[Begin]
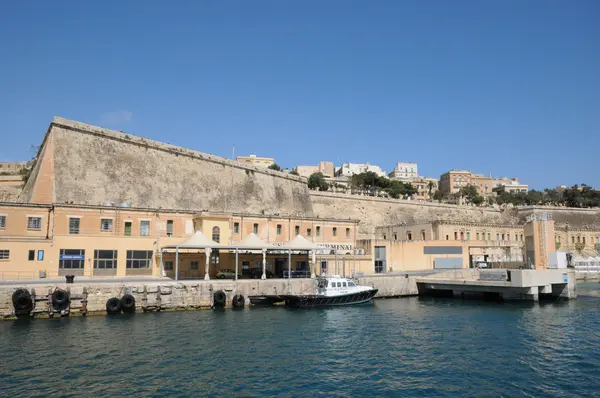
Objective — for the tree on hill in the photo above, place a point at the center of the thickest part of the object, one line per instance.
(317, 181)
(471, 195)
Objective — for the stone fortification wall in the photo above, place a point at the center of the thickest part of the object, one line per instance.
(374, 212)
(94, 165)
(9, 193)
(562, 216)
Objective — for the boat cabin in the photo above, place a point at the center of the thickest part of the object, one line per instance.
(335, 285)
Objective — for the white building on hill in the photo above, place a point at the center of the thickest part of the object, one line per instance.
(349, 169)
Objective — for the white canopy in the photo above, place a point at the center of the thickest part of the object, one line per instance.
(300, 243)
(197, 240)
(252, 242)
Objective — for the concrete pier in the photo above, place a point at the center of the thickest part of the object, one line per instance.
(88, 297)
(503, 284)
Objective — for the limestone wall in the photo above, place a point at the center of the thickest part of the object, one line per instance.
(94, 165)
(91, 298)
(374, 212)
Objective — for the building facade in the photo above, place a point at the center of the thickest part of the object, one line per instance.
(453, 181)
(56, 240)
(425, 187)
(256, 161)
(349, 169)
(405, 171)
(326, 168)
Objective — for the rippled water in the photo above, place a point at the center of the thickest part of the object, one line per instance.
(399, 347)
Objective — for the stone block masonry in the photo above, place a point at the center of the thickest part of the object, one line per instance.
(92, 165)
(83, 164)
(90, 298)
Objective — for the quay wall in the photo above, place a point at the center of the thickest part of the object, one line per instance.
(91, 298)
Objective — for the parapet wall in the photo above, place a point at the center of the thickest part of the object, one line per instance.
(374, 212)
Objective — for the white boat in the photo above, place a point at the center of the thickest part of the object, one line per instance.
(332, 290)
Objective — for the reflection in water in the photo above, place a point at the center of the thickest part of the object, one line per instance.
(400, 347)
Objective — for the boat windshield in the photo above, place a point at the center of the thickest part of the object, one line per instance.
(322, 283)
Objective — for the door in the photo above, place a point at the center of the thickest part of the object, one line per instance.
(280, 267)
(379, 259)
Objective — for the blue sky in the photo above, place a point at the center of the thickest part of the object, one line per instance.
(507, 87)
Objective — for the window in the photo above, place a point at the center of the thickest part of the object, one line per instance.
(139, 259)
(71, 259)
(106, 225)
(214, 257)
(127, 228)
(34, 223)
(105, 259)
(217, 234)
(144, 228)
(73, 226)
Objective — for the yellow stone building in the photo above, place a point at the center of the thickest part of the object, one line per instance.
(56, 240)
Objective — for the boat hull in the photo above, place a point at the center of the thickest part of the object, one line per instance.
(312, 301)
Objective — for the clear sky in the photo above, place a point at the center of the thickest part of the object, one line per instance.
(510, 87)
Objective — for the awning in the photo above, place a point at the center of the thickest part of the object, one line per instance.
(197, 241)
(300, 243)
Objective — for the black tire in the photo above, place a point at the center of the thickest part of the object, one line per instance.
(113, 306)
(22, 301)
(238, 301)
(128, 304)
(60, 300)
(219, 299)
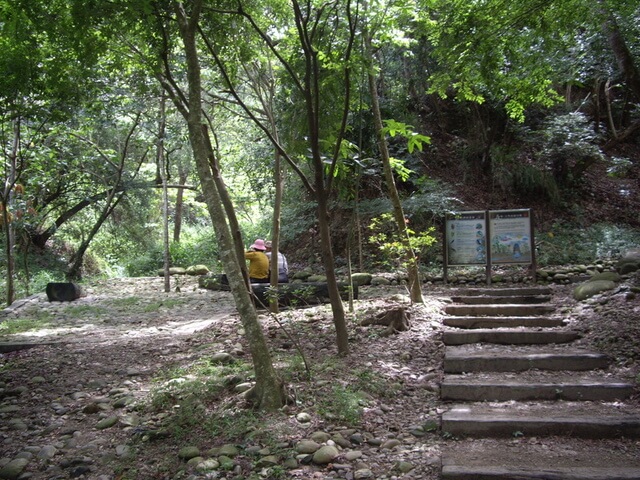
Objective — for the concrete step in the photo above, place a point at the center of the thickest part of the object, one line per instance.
(473, 322)
(535, 386)
(574, 419)
(488, 472)
(489, 358)
(511, 337)
(499, 310)
(499, 300)
(544, 459)
(506, 292)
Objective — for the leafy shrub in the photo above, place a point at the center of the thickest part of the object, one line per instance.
(196, 247)
(569, 147)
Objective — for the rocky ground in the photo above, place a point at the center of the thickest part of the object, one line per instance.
(130, 382)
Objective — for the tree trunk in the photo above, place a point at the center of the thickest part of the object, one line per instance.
(621, 51)
(162, 168)
(268, 392)
(278, 179)
(9, 230)
(177, 218)
(415, 285)
(77, 259)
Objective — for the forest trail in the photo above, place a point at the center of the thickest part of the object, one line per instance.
(513, 369)
(98, 317)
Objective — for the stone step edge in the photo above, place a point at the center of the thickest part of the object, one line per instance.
(501, 300)
(475, 322)
(518, 361)
(579, 390)
(499, 424)
(498, 291)
(508, 337)
(503, 309)
(462, 472)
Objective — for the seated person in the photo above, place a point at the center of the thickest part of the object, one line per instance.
(283, 266)
(258, 262)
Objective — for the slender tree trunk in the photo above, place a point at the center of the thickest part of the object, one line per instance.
(162, 167)
(75, 269)
(278, 179)
(415, 285)
(177, 218)
(7, 217)
(328, 260)
(268, 392)
(621, 51)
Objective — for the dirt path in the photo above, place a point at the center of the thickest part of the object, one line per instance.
(103, 355)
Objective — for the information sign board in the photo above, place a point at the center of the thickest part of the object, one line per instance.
(511, 236)
(466, 236)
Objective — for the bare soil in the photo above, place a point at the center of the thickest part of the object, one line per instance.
(126, 337)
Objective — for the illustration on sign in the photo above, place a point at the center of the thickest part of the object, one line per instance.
(510, 236)
(466, 239)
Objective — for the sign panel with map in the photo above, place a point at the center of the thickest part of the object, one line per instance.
(466, 235)
(511, 236)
[End]
▶ Stated task
Print the full listing exactly, dropping the pictures.

▶ The result
Objective — for the tree on hill in the photo above, place a point at the center of the thickest part of the object, one line per instance.
(317, 181)
(471, 195)
Objective — for the stone fortification wall in the photo above, place a point at the center of the thickest part of the object, one line per instance.
(374, 212)
(94, 165)
(9, 193)
(562, 216)
Objective — for the boat cabin in the photo above, place a point at the center of the thickest part of the object, one line per instance.
(335, 285)
Objective — for the white building on hill in the photo above, place a point at the center of the thickest part of the object, one line per instance.
(349, 169)
Objective — for the white canopy in the photo above, place a point at the center of the thickest part of the object, one line per instance.
(300, 243)
(197, 240)
(252, 242)
Objective — for the concrete pier in the photo above, place a point at the center of the thickest part of the object, one line per instance.
(88, 297)
(503, 284)
Objective — for the limestone wall in the photo above, place a point at the center of the thickest part of the object, one line per instance.
(94, 165)
(91, 298)
(374, 212)
Objective — for the building facade in the photo above, place a point at the center of the thickest part of the object, one line per instance.
(453, 181)
(56, 240)
(425, 187)
(256, 161)
(349, 169)
(405, 171)
(326, 168)
Objective — for the rippled water in the photo above, place a point at the center of the thickest part of the object, one line per instance.
(399, 347)
Objective — for the stone block masonry in the photo above, place a point at the center of the thickest part of the object, one line per instance.
(92, 165)
(83, 164)
(90, 298)
Objective — for the quay wall in the photo above, place a point at the center of the thickest part of the object, one line per instance.
(91, 298)
Objective — for the parapet wall in the photo above, place a point at the center of the thickest part of the object, one line per instance.
(374, 212)
Objective — for the white boat in the photo above, place a point at the center of the thickest part of the object, one line per instance.
(332, 290)
Objective — for the reflection in water in the photo above, place a point at the center of the thickest part of the object, one line per instance.
(400, 347)
Objective — for the boat windshield in the photo above, place a point at the center of the thickest part of the object, one line per instance.
(322, 283)
Objective — for the door in the photo above, place a point at the center of the thickest part of the object, one line per instance.
(280, 267)
(379, 259)
Objective — for the blue sky in the photo above, place a point at the center of the thickest part of the object, one line per instance.
(507, 87)
Objective — for the window in the photo above, place a point at the center of the thickest part of the object, one line per instance.
(139, 259)
(71, 259)
(106, 225)
(214, 257)
(127, 228)
(34, 223)
(105, 259)
(217, 234)
(144, 228)
(73, 226)
Objective — for the yellow stone building in the photo above, place a point at the center of the thickest part of the object, one line per instance.
(56, 240)
Objective — for the boat hull in the photo above, place a point at the center of the thickest part of the object, one line per instance.
(312, 301)
Objective — for the clear sky in the photo above, place a point at the center of the thickest part of the object, one line per instance.
(510, 87)
Objective — for the awning in the photo above, place a point at the center of the thickest part of the object, one line per instance.
(197, 241)
(300, 243)
Objective — for the black tire in the photo above, place a point at the center of the thickest part of the object, one line per instance.
(113, 306)
(22, 301)
(238, 301)
(128, 304)
(60, 300)
(219, 299)
Objective — for the concrete step in the photo above, place a point at the center of the thickest part of the object, one line per instance.
(473, 322)
(535, 386)
(574, 419)
(488, 472)
(489, 358)
(511, 337)
(499, 310)
(499, 300)
(544, 459)
(506, 292)
Objective — for the leafy shrub in the photo above, place a point at the center of the thickest part of the object, one line per instance.
(196, 247)
(569, 147)
Objective — for the rocky ground in the photo above, place a point at the center of the thickest part of the object, one line per instance.
(130, 382)
Objective — for the tree trunk in the photo above, place a point at the center of the thickest part of the object, one line per instance.
(621, 51)
(162, 168)
(268, 392)
(278, 179)
(9, 230)
(177, 218)
(415, 285)
(77, 259)
Objective — for the forest trail in the photo above, place a point at the center of the thickest part of the object, one line per instance.
(513, 369)
(98, 317)
Objective — for the stone step edge in the photo above, place a point at the center of the thickest part of the object, one line per instance.
(501, 300)
(475, 322)
(518, 361)
(579, 390)
(499, 424)
(498, 291)
(508, 337)
(503, 309)
(462, 472)
Objective — for the seated person in the photo above, place a point at the center of the thickest part of the object, one line per instance.
(283, 266)
(258, 262)
Objective — for the slender tree trunk in the photo above, place a point at the center of the thickest part of the object, one line per instance.
(162, 167)
(75, 269)
(278, 179)
(415, 285)
(177, 218)
(7, 217)
(328, 260)
(268, 392)
(621, 51)
Objective — for the dirt path in the photo above, place a point at the center of the thickest part of the object, one line per instance.
(103, 355)
Objective — for the information sign board in the photo above, place a point at the center of the thickest part of the object, one line per instance.
(511, 236)
(466, 236)
Objective — for the bare soil in the photo above, place a point at the center of the thickest part of the object, one line per instance.
(126, 337)
Objective — for the illustration on sign in the photo above, place a point at the center of the thickest part of the object, one line per instance.
(510, 236)
(466, 239)
Objective — for the sign panel with map in the photo above, place a point at the center of the thickest part of the object, one line per instance.
(466, 235)
(511, 236)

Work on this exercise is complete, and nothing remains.